- [PROBLEM TO WORK ON]: Print the passage of the recipe steps that opens with the words containing "Remove the potatoes" and closes with "they become fragrant.", copying it exactly.

[TEXT UNDER STUDY — start]

Soak 1/4 cup of almonds in hot water for 20-30 minutes. Peel the skins off.
Transfer the peeled almonds to a small blender jar with 2-3 tbsp of water and grind to a very smooth, fine paste. Set aside.
2
Sauté the Potatoes
Heat 2 tbsp of ghee in a heavy-bottomed pan or kadai over medium heat.
Add the boiled and pricked baby potatoes. Sauté for 5-7 minutes, stirring occasionally, until they turn light golden brown and develop a slightly crisp exterior.
Remove the potatoes from the pan and keep them aside.
3
Start the Gravy Base
In the same pan, add the remaining 1 tbsp of ghee. Let it heat up.
Add the whole spices: bay leaf, cinnamon stick, lightly crushed green cardamoms, and cloves. Sauté for about 30 seconds until they become fragrant.
Add the onion puree and cook for 7-9 minutes, stirring frequently, until it turns golden brown and most of the moisture has evaporated.
4
Cook the Masala
Add the ginger-garlic paste and slit green chilies. Sauté for 1 minute until the raw smell disappears.
Add the tomato puree and cook for 4-5 minutes, stirring, until the paste thickens and you see oil separating at the edges.
Add the powdered spices: turmeric powder, coriander powder, and Kashmiri red chili powder. Mix well and cook for another minute.
5
Add Creamy Elements
Reduce the heat to the lowest setting. Add the whisked curd (yogurt) a little at a time, stirring continuously and vigorously to prevent it from curdling. Cook for 2-3 minutes until well incorporated.

[TEXT UNDER STUDY — finish]
[DATASET CONTENT — start]

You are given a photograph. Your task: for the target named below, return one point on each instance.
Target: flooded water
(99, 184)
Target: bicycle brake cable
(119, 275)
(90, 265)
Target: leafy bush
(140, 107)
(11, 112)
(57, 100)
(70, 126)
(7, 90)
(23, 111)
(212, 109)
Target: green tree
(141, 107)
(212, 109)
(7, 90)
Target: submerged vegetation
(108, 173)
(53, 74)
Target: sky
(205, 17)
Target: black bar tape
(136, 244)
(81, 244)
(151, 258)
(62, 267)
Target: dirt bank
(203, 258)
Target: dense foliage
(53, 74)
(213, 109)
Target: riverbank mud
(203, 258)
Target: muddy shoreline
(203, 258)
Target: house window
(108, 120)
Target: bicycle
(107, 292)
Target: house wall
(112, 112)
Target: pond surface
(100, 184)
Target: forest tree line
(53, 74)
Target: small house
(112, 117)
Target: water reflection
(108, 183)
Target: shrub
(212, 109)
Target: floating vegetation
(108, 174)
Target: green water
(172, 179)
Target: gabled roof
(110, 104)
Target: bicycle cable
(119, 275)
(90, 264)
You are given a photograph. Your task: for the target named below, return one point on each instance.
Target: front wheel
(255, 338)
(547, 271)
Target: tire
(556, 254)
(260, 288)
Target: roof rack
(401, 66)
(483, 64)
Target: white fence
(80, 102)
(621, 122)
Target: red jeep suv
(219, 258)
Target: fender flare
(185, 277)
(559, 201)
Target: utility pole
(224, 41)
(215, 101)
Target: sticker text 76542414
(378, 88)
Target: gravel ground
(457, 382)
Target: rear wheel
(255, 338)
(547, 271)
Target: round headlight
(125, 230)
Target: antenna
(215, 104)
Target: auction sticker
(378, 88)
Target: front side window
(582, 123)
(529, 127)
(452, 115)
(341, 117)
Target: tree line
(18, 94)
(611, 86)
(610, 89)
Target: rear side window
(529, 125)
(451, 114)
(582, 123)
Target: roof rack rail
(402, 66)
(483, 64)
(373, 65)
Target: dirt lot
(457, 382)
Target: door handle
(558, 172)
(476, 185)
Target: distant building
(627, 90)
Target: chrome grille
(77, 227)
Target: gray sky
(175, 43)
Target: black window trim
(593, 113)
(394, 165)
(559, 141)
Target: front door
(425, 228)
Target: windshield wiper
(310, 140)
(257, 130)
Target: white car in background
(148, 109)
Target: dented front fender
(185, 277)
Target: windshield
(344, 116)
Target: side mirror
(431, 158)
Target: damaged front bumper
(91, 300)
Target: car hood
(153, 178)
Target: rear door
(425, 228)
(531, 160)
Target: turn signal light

[DATASET CONTENT — finish]

- [RESPONSE BOX]:
Remove the potatoes from the pan and keep them aside.
3
Start the Gravy Base
In the same pan, add the remaining 1 tbsp of ghee. Let it heat up.
Add the whole spices: bay leaf, cinnamon stick, lightly crushed green cardamoms, and cloves. Sauté for about 30 seconds until they become fragrant.